GOAL OF THE EXERCISE
Output the listing below verbatim.
---+---
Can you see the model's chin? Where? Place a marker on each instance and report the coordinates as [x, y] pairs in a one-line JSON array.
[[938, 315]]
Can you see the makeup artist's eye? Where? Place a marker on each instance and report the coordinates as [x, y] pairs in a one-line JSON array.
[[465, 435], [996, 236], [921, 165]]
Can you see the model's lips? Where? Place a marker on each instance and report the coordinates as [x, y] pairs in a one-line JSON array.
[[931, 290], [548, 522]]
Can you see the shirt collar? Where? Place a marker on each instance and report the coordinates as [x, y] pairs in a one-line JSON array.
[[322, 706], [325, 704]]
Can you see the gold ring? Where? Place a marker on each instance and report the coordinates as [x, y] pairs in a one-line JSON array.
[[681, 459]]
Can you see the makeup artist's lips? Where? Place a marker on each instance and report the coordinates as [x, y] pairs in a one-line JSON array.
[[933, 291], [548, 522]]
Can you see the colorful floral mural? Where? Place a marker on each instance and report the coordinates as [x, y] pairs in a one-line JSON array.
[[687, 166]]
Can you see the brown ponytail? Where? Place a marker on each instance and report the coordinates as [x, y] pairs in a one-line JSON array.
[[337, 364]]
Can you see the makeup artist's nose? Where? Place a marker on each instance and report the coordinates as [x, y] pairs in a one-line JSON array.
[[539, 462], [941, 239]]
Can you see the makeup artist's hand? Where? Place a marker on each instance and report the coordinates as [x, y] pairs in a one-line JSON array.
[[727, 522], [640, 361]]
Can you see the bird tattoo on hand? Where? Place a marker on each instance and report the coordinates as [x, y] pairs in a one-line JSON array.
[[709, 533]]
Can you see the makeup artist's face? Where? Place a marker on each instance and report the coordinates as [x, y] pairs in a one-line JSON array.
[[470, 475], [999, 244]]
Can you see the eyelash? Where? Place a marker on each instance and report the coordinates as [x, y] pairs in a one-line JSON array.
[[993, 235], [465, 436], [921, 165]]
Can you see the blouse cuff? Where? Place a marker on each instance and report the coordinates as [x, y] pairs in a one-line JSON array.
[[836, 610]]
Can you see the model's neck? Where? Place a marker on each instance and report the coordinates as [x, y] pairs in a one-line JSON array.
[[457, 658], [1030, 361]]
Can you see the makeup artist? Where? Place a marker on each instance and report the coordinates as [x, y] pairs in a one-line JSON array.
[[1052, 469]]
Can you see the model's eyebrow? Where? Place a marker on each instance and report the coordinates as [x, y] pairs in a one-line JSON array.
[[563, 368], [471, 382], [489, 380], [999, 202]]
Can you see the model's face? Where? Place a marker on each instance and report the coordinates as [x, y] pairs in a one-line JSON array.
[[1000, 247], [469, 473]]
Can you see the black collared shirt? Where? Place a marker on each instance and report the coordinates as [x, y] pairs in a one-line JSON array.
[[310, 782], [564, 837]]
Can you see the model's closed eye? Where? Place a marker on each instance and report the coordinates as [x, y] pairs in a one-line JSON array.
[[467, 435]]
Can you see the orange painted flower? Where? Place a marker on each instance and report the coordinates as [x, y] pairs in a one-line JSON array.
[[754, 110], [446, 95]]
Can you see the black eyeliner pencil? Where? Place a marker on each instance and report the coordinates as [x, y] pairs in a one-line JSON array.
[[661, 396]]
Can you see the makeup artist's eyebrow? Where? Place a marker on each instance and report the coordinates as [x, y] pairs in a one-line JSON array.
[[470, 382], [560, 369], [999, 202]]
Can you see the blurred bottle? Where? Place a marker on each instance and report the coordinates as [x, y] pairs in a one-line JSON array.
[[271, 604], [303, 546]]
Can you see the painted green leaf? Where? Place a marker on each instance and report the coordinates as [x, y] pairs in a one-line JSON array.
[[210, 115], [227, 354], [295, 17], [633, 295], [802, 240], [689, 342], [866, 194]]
---+---
RESPONSE BOX
Can you see the model's chin? Where? Place a marker on each instance and report the coordinates as [x, y] pairs in a one-line JSON array.
[[938, 315]]
Can you see the makeup artist's eye? Where? Place a marker on each instance and report the coordinates as [x, y] pairs in a one-line JSON array.
[[465, 435], [996, 236], [921, 165]]
Can you see the model's lips? Where? Place a marker on each instance and report the coordinates as [x, y] pairs in a one-line JSON array.
[[931, 290], [548, 522]]
Can you see the shirt collar? Where? Place a marker on each instance and report the coordinates as [x, y] pairs in a one-line JSON array.
[[322, 706], [325, 704]]
Can you see the gold ring? Where? Place a marker on each instance and report the coordinates as [x, y] pairs in a one-line JSON array.
[[681, 459]]
Can you see the makeup artist's lips? Where? Place a marker on each instance and report the coordinates as [x, y] pairs in a one-line JSON array.
[[933, 291], [548, 522]]
Can you see the colorful floral mural? Where? Place a marker on each instance and report the coordinates as [x, y] pairs in a one-line JSON array.
[[687, 166]]
Can you see the brown ponytail? Where? Place a marker on each instance and report the coordinates as [x, y] pairs in a one-line JSON array.
[[337, 364]]
Can you see the makeup artist's nose? Where? Place a marker on each instance and report the coordinates as [x, y] pairs in a one-line JSON array.
[[539, 462], [941, 239]]
Can you see the makeup artist's hand? Where? Place a marker on each instance and report the coordinates as [x, y] pairs in a one-line JSON array.
[[727, 522], [640, 361]]
Can you see the bird tattoo on hand? Where? Place a marker on each instance and report the coordinates as [x, y] pairs in a one-line JSON array.
[[709, 533]]
Can you see the makeup artist's face? Where? Place a marker on each instance and report the coordinates as [x, y] pairs in a one-line JSON array.
[[470, 475], [999, 244]]
Can you see the eyelash? Where? Place a marker on each instance and report the coordinates as [x, y] pairs in a one-line JSON array.
[[993, 235], [465, 436], [921, 165]]
Can you see the blouse cuff? Where? Place a marker on each instance and report the coordinates as [x, y] pairs in a one-line JSON array.
[[836, 610]]
Can you see the model's neck? Where? Place a marker on each instance and report the coordinates as [x, y] pairs in a one-line JSON array.
[[457, 658], [1030, 361]]
Can you see the makeup artist? Where? Place a marker on each instance and report the coordinates as [x, y] pairs in a one-line JSON array.
[[1052, 469]]
Can you see the model's eyebrow? Where? Place a marker on each instance and report the coordinates as [x, y] pairs in a one-line JSON array.
[[563, 368], [471, 382], [489, 380], [999, 202]]
Can you see the model's face? Where? Place a marker on each instance and report the coordinates as [x, y] pairs in a one-line JSON array.
[[1000, 247], [469, 473]]
Can you see the black collared shirt? Where? Place a marker on each instance and report the coordinates as [x, y] pairs in a one-line JSON array.
[[310, 782], [564, 837]]
Can you see the model's closed eye? Where? Place a marker on each instance and report the coordinates as [x, y] pairs in a one-line JSON array.
[[467, 435]]
Can you see the orange painted flower? Where? Place a marker on each instance and report the coordinates as [x, y] pairs in a one-line JSON array.
[[754, 110], [446, 95]]
Can you see the black eyeliner pencil? Where? Place a marker on each instance and report the coordinates as [x, y] pairs in a one-line JSON array.
[[661, 396]]
Can you see the makeup artist's eyebrow? Where? Place a marker on each instance and report the coordinates as [x, y] pairs in a one-line JSON array.
[[470, 382], [560, 369], [999, 202]]
Can you see the blurred bottle? Where? Place a marker on each instance and report the coordinates as [x, y] pairs in a one-line JSON array.
[[271, 604], [303, 546]]
Can you see the painted green leaf? Where? Place a marker on each instance and report the coordinates as [x, y] pairs in a one-line JSON array.
[[210, 115], [227, 354], [295, 17], [633, 295], [802, 240], [689, 342], [866, 194]]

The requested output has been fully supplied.